* **Given problem a**
Duplicate the portion of the sentencing report that opens with the words containing "In the previous" and closes with "Judge Moran said.".
== Passage to read
He also pleaded guilty to falsely imprisoning her on the same date. There were further guilty pleas to charges of making demands with menaces of sums of €4,000 and €8,000 and to stealing those sums of money from Ms Donegan between August 20th and November 1st 2006.

Passing sentence yesterday, Judge Carroll Moran said the threats were fabricated but the critical point was that Ms Donegan believed him.

The judge recalled the psychiatric report he had requested in the earlier Dublin Mountains case dealt with already in the court.

It said Quigley suffered no major mental illness but had a history of "fantasising and fabricating stories" and there were hints of self-harm. "His behaviour on this occasion and on the occasion of the other offences was alarming."

It left the greatest number of question marks, the judge said and he was "strongly" recommending all psychiatric and psychological care be given to Quigley while in custody.

In the previous case, the last four years of the 12-year sentence were suspended to ensure that when he was released he would be under the care of the probation service, Judge Moran said.

"It would be quite wrong and irresponsible to release this man into the community without some kind of strict supervision," the judge said.

The facts in the Kerry case were not as serious and the ordeal not as bad as in the Dublin Mountains case - but this was not to belittle what Ms Donegan had suffered, the judge said.

On a plea of guilty the appropriate sentence was six years to run from yesterday, Judge Moran added.

In November 2006, Robert Quigley, posing as a hackney cab driver, picked up a young woman in the city centre in the early hours who had been celebrating her graduation.

Pretending to be a garda he imprisoned the young woman in his car and took her to the Dublin and Wicklow mountains, subjecting her to a terrible ordeal during which he brutally assaulted her and sexually assaulted her.

He was given a 12-year sentence in Tralee last month for these offences, with the final four years suspended.

Reporting restrictions prohibit revealing the identity of the injured party in the Dublin Mountains case because a sexual assault was involved.
====
* **Given problem b**
Gather every line of the records below that contains the string "grass", matching case exactly.
== Input rows
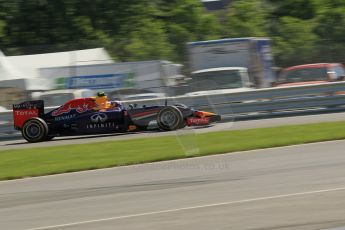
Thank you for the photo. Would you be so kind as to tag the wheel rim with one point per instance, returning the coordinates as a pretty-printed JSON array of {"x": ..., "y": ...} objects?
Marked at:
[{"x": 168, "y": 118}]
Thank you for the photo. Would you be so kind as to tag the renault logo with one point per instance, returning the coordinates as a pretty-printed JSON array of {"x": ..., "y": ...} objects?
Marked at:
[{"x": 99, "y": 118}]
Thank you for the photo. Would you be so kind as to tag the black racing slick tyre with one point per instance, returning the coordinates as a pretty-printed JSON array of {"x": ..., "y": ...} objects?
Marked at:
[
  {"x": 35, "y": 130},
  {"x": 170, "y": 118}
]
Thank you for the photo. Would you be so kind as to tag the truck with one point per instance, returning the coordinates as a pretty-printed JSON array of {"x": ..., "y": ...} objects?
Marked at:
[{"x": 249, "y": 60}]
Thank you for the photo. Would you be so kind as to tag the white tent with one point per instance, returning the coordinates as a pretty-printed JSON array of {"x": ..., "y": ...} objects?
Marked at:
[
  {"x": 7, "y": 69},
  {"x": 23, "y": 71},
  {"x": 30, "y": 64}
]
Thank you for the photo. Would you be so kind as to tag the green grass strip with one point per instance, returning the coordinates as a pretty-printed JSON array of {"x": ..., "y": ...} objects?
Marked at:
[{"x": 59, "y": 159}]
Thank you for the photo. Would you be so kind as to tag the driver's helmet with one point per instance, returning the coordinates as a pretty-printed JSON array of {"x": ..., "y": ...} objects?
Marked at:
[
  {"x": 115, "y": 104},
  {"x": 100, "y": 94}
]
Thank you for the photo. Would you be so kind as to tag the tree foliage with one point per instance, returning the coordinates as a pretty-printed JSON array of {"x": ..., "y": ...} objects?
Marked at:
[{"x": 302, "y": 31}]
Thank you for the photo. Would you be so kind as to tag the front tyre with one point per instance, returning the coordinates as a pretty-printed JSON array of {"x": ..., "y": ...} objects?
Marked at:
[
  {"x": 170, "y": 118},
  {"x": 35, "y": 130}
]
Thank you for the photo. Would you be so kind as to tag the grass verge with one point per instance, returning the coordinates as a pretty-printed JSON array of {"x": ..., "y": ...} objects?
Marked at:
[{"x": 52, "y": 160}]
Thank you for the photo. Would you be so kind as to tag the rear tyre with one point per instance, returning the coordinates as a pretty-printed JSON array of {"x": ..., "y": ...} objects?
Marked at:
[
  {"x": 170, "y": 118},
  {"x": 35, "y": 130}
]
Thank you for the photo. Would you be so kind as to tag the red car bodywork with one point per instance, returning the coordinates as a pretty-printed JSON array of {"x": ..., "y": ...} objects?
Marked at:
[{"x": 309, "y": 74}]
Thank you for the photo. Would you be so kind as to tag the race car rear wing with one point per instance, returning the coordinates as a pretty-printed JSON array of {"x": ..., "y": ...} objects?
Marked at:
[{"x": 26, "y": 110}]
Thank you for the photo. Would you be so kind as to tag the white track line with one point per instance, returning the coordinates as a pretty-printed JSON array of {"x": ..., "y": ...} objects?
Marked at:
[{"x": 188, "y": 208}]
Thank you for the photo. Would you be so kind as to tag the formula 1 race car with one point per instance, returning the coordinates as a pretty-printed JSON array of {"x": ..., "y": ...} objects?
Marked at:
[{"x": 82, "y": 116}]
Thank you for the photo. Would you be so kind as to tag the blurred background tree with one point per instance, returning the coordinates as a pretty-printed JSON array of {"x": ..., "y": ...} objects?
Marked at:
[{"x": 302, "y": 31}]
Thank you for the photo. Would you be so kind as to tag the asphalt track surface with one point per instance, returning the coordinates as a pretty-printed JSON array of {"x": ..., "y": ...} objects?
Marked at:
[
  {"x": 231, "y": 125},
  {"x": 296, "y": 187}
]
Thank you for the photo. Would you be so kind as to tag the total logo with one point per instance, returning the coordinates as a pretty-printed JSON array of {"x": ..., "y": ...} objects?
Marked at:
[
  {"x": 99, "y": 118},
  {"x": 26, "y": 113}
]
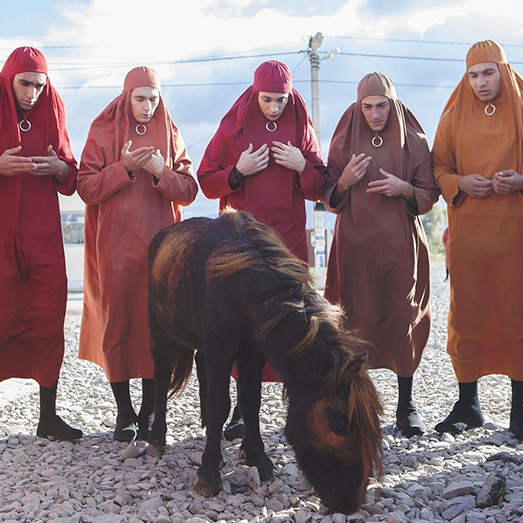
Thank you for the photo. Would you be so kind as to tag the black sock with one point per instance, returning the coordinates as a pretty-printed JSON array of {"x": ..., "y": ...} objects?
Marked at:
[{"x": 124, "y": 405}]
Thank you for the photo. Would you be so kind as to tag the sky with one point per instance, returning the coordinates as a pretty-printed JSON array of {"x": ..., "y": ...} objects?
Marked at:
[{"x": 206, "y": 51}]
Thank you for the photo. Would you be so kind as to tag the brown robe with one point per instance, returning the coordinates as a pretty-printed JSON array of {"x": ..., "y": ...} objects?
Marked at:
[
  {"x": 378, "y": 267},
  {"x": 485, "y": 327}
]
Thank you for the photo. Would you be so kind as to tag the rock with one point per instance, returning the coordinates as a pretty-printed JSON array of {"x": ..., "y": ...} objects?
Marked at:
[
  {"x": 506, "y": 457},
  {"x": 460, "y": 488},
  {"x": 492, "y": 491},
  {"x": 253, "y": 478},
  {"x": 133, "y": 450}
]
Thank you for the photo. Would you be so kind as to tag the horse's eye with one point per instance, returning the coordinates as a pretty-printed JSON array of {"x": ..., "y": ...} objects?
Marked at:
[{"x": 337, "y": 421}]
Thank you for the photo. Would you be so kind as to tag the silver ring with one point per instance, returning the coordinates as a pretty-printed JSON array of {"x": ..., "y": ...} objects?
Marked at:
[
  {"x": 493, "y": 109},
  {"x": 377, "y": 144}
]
====
* **Full solution a**
In the previous case, the last four years of the 12-year sentence were suspended to ensure that when he was released he would be under the care of the probation service, Judge Moran said.

* **Full solution b**
Thank you for the photo. Would you be so kind as to tag the green grass strip with one point per instance, returning the coordinates as a pretty-printed JSON array of {"x": ..., "y": ...} objects?
Thank you for the photo. Would you be so kind as to tag the grass verge with one point per instance, returning the coordinates as a pretty-printed JSON array of {"x": ..., "y": ...} objects?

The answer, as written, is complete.